Afonso III and the Assertion of Royal…
1261 CE
Afonso III and the Assertion of Royal Authority Over Church and Economy (1261)
By 1261, Afonso III of Portugal had firmly refused to submit to Rome, continuing his struggle against papal authority over secular affairs. Fortified by the support of the cortes, he sought to consolidate royal power by balancing noble, ecclesiastical, and urban interests.
The Cortes of Coimbra (1261): A Turning Point in Governance
At the Cortes of Coimbra in 1261, Afonso III took significant steps to strengthen his monarchy while addressing economic concerns:
- He secured the loyalty of city representatives, who opposed the debasement of coinage—a practice that had reduced the value of currency and harmed trade.
- In a landmark decision, he recognized that taxation could not be imposed without the consent of the cortes, marking an early step toward representative governance in Portugal.
- By aligning with the bourgeoisie and municipal authorities, he reduced the influence of feudal lords and the Church, reinforcing his centralized control over the kingdom.

Tasks for this exercise:
**A)** In the passage on Afonso III, what did he recognize about taxation at the Cortes of Coimbra?
**B)** Copy the passage on Afonso III from "Afonso III and the Assertion of Royal…" up to and including "and urban interests.", putting "the papacy" in place of "Rome".

Entries for bounding box labeling
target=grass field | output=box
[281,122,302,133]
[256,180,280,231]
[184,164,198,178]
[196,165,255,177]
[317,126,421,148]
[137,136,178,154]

Written responses:
**A)** That taxation could not be imposed without the consent of the cortes.

**B)**
Afonso III and the Assertion of Royal…
1261 CE
Afonso III and the Assertion of Royal Authority Over Church and Economy (1261)
By 1261, Afonso III of Portugal had firmly refused to submit to the papacy, continuing his struggle against papal authority over secular affairs. Fortified by the support of the cortes, he sought to consolidate royal power by balancing noble, ecclesiastical, and urban interests.